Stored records

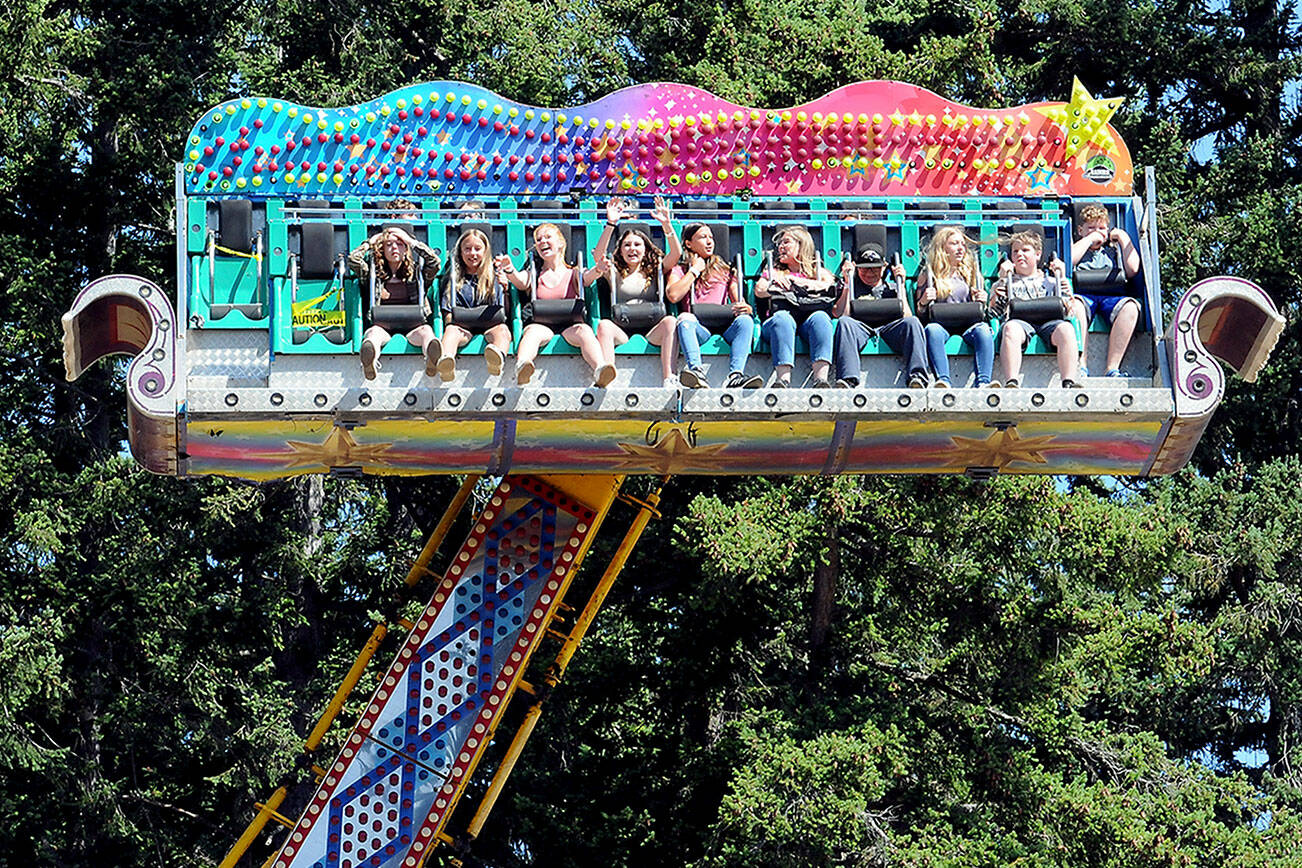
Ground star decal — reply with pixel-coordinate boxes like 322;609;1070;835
887;154;909;183
1022;165;1057;193
615;428;728;475
275;427;393;468
1035;77;1125;157
930;426;1072;470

◆ Challenge
Retype every one of the rows above word for word, leaving the pictures out of your answer.

◆ Solution for this task
Ground star decal — reply with pixel-coordinate boxes like 322;609;1070;835
887;154;909;183
1022;165;1057;193
615;428;728;475
275;427;393;468
1035;77;1125;157
930;426;1072;470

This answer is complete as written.